EXERCISE AIM
Reproduce verbatim everything in the passage on Bulova watches from "Bulova fits both" down to "desired. Price: $895.".

DOCUMENT SECTION
Accutron fits the watch with a ‘bullet’ steel bracelet. The Accutron Astronaut is a limited edition of 300 pieces. Price: $3,500.
Bulova Lunar Pilot
With two new Lunar Pilot watches, Bulova expands its popular Archive Series with genuine vintage-sized replicas of the Bulova watch worn on the Moon. You might recall the first (and very successful) watch in the series, the 50th Anniversary Lunar Pilot Limited Edition, a 45mm model which Bulova in 2021 celebrated the fiftieth anniversary of the Apollo 15 mission.
For the latest model, the case size remains surprisingly contemporary, measuring a full 43.5mm in diameter.
Bulova is offering the new watch with either a black dial (like the original) or a with a sporty two-tone blue and white chronograph dial.
Bulova fits both models the brand’s proprietary NP20 High Precision Quartz (HPQ) chronograph movement accurate to 1/20th second.
Both watches are available on steel bracelets and each also arrives with a matching leather strap.
Bulova connects the black-dialed edition with a black leather strap and offers a blue leather strap with the two-tone chronograph. Both straps are attached to the wrist with latched spring bars for interchangeability with the bracelet as desired. Price: $895.

ENTRIES
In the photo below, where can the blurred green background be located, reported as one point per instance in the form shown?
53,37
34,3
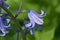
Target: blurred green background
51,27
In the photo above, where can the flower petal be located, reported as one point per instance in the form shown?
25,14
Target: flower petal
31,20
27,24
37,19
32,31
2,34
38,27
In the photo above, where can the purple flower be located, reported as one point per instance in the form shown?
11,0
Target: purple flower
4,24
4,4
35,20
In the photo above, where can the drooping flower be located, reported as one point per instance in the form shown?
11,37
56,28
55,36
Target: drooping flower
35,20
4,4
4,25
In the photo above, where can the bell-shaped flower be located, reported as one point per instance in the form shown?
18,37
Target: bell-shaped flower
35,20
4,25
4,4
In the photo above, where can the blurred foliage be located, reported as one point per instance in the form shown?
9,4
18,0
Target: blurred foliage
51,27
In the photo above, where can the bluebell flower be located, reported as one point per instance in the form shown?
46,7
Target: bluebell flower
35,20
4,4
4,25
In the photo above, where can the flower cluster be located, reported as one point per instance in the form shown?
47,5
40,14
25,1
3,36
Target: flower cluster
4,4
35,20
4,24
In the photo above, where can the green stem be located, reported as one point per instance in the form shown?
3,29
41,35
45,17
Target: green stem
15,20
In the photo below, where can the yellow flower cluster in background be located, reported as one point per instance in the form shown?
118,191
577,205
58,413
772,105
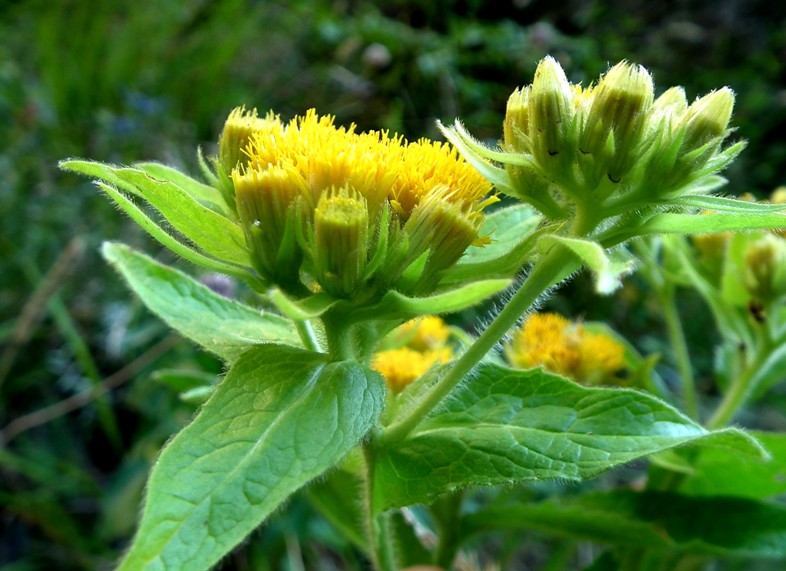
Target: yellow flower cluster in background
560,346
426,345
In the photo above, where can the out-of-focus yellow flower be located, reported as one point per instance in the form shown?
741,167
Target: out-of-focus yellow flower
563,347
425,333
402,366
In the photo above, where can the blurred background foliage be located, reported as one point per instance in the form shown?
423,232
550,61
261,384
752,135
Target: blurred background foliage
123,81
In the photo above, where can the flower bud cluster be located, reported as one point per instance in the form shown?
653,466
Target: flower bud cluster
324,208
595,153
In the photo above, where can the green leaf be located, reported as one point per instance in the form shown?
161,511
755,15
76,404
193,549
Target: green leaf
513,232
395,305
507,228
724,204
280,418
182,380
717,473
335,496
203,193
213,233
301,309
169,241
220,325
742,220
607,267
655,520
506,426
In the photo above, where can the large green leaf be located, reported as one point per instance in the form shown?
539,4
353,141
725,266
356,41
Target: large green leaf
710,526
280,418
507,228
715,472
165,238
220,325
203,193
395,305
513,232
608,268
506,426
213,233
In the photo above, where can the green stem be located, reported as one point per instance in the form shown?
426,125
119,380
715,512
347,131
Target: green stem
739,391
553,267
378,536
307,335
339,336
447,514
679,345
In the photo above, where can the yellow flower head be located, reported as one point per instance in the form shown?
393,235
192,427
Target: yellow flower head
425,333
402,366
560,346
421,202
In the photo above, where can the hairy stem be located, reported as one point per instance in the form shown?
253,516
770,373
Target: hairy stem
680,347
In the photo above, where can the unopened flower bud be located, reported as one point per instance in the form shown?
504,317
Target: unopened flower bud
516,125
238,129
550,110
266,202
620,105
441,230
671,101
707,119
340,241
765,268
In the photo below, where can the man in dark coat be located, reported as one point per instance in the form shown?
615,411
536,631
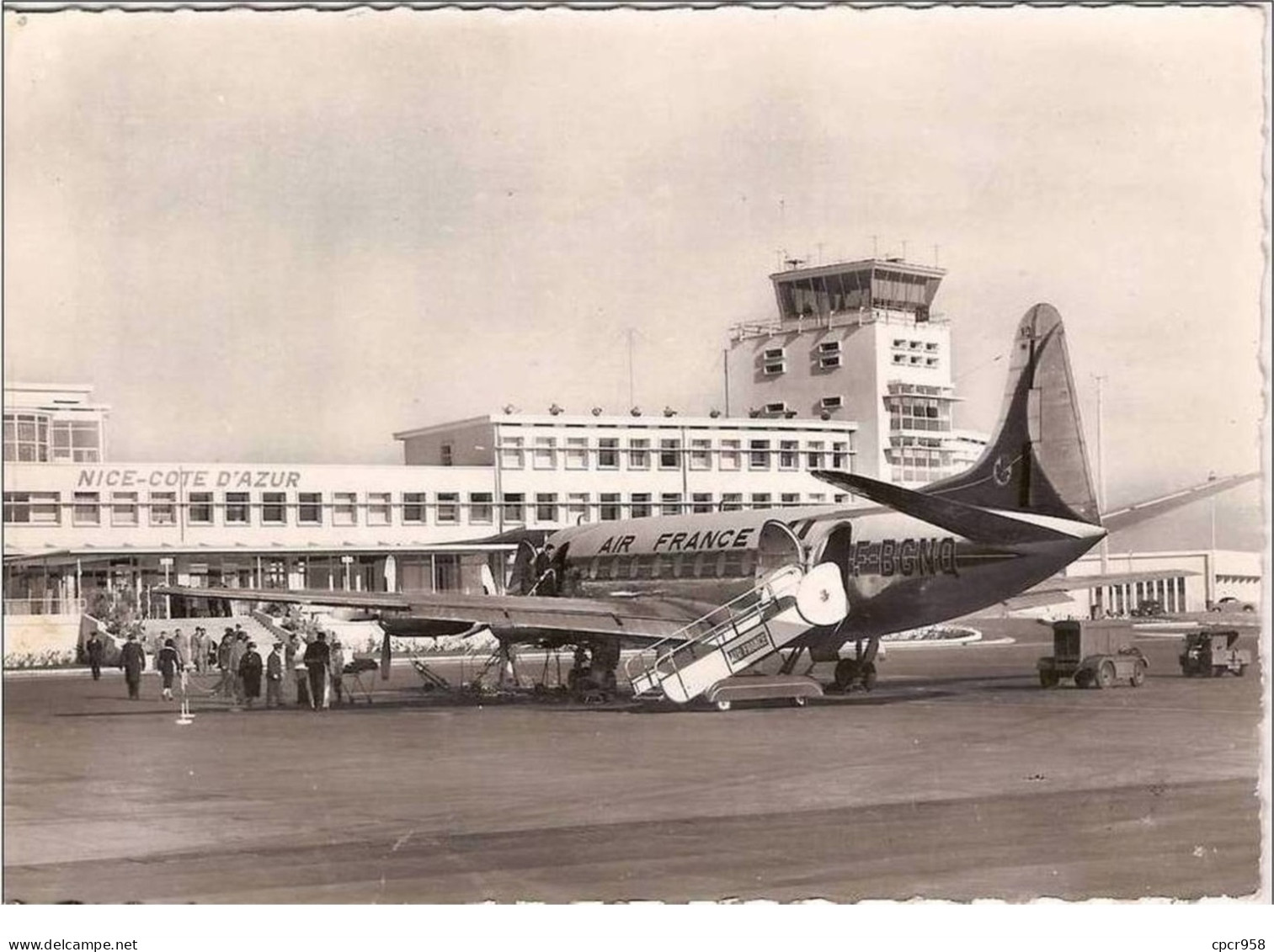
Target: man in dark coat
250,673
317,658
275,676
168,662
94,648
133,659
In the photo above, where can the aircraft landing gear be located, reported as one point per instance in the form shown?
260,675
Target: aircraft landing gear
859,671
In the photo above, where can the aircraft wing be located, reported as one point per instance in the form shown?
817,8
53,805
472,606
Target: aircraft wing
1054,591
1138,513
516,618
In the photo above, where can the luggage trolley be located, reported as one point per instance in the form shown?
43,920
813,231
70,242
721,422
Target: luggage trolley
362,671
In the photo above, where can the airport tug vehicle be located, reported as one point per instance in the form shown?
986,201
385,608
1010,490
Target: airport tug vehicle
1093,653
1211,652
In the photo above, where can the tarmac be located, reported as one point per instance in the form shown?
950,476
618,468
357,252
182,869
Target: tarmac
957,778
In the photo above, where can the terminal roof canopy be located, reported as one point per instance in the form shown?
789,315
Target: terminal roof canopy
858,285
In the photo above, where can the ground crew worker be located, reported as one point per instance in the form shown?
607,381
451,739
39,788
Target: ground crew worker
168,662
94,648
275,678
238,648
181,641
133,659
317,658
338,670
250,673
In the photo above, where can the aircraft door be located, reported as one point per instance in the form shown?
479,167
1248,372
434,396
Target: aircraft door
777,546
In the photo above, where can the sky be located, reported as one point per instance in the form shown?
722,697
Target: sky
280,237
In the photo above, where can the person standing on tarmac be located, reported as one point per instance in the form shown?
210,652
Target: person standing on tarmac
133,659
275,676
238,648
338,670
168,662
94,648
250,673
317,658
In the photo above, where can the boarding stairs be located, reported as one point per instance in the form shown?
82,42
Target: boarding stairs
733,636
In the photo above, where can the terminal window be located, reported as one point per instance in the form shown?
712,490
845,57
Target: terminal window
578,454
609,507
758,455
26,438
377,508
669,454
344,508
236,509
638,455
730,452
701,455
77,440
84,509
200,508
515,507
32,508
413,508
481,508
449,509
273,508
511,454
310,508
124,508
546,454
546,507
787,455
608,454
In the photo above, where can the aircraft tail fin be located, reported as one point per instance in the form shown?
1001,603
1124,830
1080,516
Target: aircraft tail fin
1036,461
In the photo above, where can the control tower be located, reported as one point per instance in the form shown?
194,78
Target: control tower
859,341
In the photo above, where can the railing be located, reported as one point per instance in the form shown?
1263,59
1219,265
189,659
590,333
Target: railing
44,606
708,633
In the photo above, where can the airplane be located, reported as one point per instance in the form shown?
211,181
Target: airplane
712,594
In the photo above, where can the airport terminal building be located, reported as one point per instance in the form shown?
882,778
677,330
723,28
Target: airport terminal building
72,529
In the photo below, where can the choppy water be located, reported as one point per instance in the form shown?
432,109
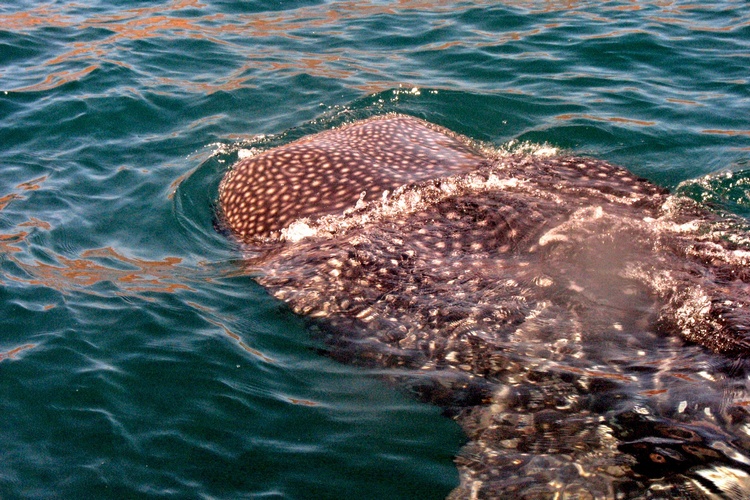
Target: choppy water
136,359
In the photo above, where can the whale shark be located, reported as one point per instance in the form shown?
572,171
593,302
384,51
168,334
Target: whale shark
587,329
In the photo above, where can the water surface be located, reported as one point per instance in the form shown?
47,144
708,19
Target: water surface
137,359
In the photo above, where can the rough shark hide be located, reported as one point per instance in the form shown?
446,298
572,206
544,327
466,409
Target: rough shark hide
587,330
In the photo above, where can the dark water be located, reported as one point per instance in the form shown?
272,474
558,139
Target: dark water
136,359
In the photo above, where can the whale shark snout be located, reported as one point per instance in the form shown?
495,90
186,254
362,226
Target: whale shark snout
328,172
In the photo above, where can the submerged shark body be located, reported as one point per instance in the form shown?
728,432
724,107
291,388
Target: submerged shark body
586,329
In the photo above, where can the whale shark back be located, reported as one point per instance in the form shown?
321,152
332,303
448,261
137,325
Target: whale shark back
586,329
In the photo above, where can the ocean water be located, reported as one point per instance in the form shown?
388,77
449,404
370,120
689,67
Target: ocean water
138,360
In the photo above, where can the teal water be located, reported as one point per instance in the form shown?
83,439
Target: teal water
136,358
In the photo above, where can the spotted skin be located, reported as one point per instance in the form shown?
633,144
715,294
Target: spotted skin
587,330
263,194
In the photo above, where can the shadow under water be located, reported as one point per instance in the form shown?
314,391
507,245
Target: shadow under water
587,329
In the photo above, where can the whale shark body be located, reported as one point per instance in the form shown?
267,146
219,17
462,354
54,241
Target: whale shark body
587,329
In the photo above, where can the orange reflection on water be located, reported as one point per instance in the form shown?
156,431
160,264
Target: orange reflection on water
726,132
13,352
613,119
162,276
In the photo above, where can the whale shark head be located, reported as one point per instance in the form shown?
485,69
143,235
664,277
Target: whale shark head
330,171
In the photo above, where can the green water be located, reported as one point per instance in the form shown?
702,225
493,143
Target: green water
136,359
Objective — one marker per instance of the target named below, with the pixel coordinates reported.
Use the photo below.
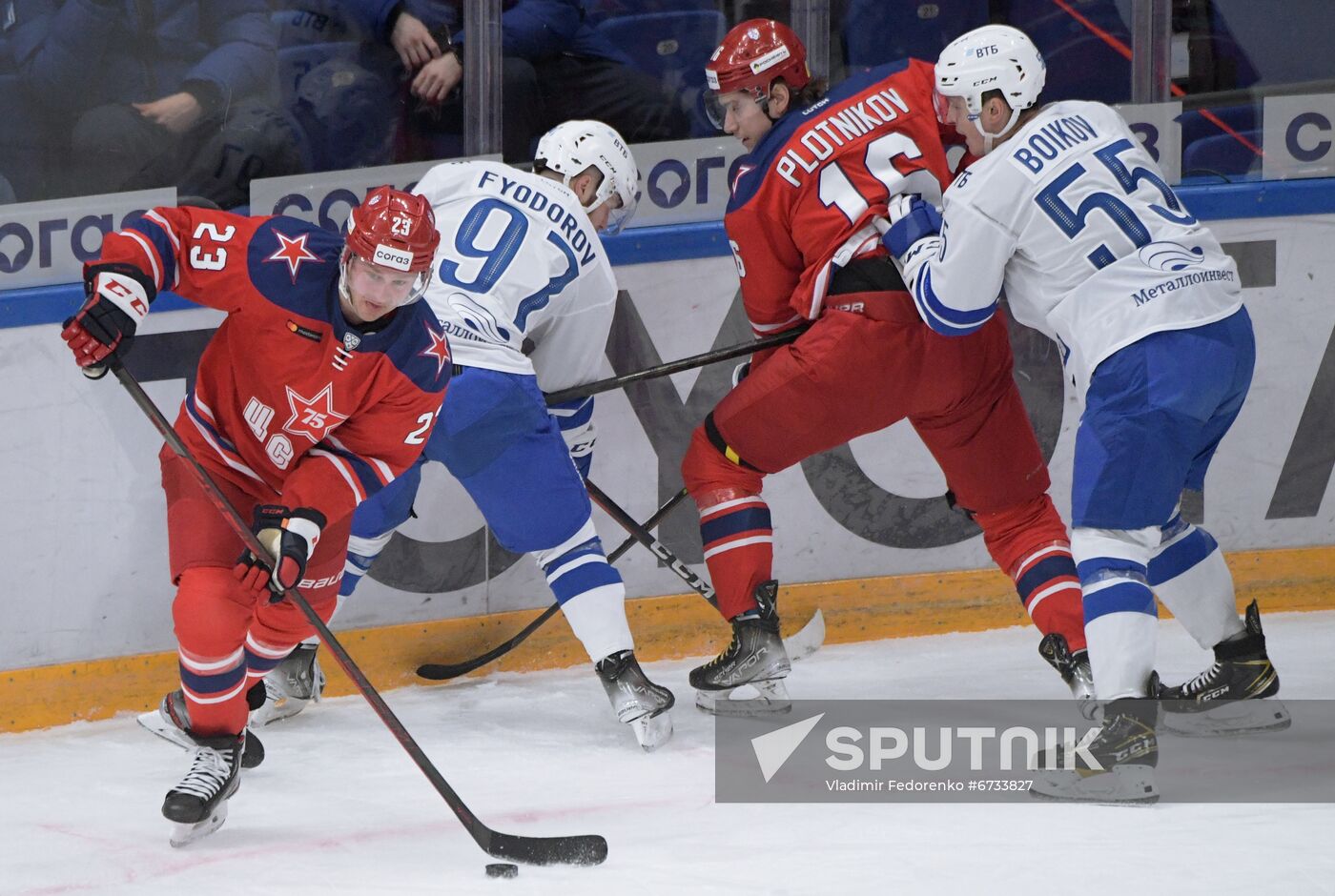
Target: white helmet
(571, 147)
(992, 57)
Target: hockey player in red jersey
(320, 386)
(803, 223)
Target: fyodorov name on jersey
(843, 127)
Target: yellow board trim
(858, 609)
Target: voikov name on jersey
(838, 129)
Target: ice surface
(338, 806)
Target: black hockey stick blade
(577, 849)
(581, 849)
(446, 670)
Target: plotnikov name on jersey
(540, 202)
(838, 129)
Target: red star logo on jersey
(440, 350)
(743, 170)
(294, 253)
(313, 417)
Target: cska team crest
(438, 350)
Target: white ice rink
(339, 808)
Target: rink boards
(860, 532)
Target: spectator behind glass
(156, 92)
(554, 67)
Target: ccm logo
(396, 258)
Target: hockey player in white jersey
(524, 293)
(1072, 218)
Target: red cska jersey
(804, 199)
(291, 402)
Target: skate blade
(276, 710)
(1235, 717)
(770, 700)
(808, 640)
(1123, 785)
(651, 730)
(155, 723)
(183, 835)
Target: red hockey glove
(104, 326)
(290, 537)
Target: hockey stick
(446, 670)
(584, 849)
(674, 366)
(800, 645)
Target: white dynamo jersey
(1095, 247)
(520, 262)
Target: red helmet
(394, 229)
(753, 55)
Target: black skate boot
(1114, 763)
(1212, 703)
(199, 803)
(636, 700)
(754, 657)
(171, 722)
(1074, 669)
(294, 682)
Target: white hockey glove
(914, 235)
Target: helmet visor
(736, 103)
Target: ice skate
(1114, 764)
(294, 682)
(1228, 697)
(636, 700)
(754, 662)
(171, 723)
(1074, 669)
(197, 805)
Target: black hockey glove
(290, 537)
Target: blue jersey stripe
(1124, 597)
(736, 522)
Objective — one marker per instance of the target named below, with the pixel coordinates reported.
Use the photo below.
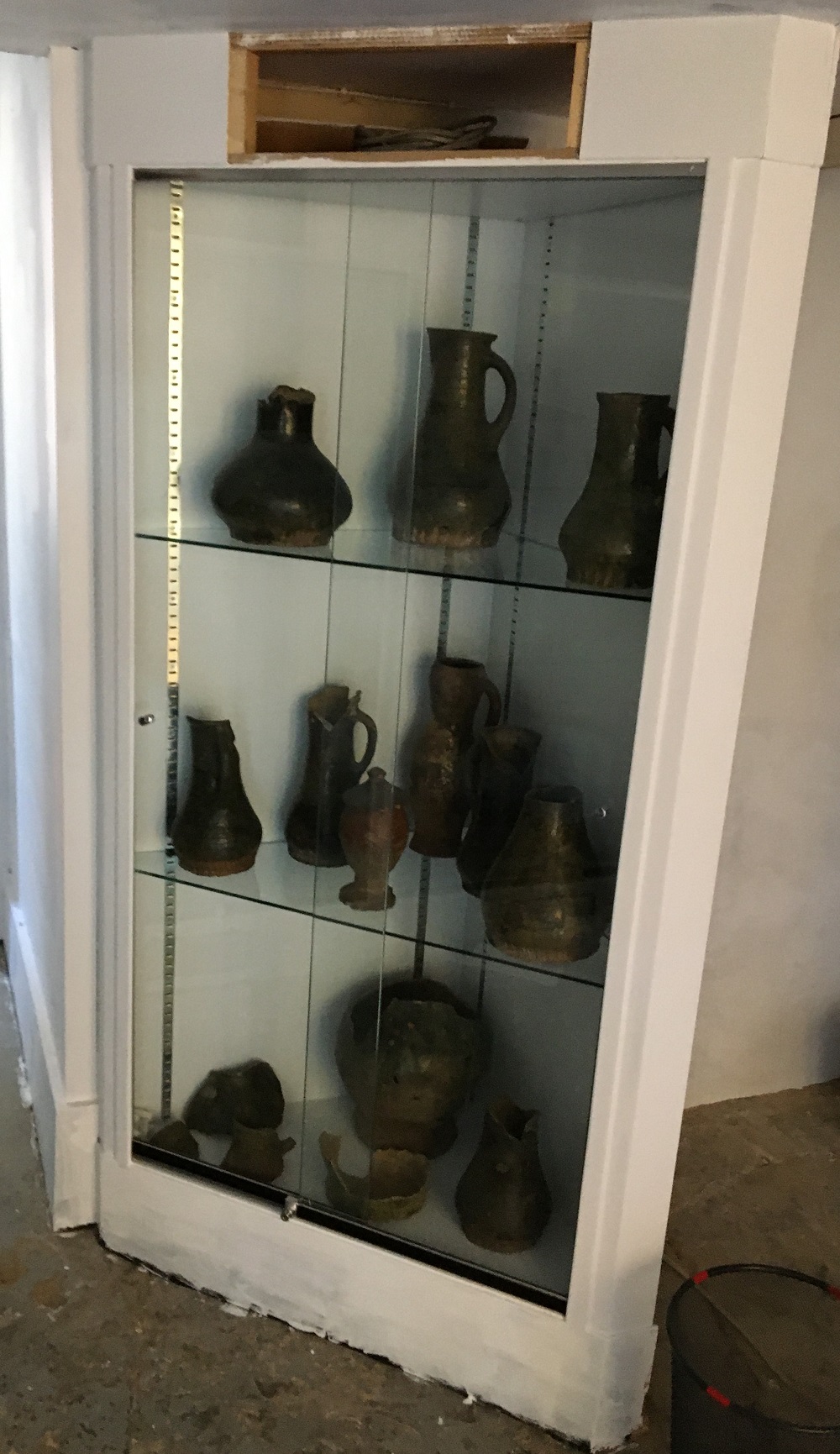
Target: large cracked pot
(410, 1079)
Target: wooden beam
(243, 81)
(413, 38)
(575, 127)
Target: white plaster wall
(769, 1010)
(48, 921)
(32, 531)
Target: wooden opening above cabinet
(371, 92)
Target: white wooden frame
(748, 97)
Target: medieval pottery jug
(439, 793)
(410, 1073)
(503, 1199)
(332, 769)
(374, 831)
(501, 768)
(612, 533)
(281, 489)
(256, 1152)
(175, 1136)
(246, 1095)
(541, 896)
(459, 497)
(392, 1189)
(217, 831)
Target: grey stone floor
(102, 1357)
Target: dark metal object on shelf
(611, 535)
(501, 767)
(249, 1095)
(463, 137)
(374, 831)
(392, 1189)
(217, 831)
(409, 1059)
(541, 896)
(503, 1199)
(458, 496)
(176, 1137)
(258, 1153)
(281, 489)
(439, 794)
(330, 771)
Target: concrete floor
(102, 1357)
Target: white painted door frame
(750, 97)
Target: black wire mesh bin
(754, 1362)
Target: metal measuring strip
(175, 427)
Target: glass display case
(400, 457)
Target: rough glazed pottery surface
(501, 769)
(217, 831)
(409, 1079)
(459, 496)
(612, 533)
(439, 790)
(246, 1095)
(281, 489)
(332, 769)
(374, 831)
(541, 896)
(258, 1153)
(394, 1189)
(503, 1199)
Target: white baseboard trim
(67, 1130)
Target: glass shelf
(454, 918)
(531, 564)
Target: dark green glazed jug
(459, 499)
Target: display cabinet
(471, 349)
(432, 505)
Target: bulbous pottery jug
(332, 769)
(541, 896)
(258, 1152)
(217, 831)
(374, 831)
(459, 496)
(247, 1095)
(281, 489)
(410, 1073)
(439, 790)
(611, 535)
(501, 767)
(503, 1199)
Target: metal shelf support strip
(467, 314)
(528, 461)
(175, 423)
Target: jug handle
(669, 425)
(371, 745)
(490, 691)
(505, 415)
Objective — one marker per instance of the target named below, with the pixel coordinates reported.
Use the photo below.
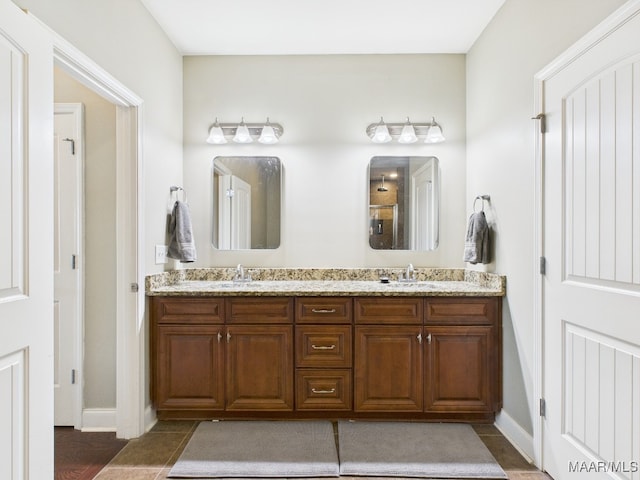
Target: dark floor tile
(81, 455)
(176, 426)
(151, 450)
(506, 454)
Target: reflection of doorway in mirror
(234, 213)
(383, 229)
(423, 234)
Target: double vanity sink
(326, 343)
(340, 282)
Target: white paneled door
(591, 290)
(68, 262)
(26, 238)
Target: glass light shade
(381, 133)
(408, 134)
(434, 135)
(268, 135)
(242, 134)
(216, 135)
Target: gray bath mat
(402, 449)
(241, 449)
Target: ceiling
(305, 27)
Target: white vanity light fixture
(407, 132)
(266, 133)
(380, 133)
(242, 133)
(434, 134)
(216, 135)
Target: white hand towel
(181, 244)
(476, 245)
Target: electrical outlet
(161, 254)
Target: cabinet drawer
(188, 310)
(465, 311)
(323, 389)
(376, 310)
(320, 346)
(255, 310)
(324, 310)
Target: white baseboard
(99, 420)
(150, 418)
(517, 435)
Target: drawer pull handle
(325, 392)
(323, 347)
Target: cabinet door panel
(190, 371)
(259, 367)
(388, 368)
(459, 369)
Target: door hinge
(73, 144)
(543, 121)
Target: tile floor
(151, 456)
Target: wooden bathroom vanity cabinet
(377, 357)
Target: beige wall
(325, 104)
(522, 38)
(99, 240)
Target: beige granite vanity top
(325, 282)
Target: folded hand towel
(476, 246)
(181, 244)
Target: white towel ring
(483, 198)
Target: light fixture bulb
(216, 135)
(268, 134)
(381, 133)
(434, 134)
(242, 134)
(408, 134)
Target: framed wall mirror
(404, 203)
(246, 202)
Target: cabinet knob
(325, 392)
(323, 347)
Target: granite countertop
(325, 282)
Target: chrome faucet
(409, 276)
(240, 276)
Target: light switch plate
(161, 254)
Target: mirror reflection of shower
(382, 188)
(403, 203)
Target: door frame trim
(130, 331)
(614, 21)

SOLUTION TO THIS EXERCISE
Bulova fits both models the brand’s proprietary NP20 High Precision Quartz (HPQ) chronograph movement accurate to 1/20th second.
Both watches are available on steel bracelets and each also arrives with a matching leather strap.
Bulova connects the black-dialed edition with a black leather strap and offers a blue leather strap with the two-tone chronograph. Both straps are attached to the wrist with latched spring bars for interchangeability with the bracelet as desired. Price: $895.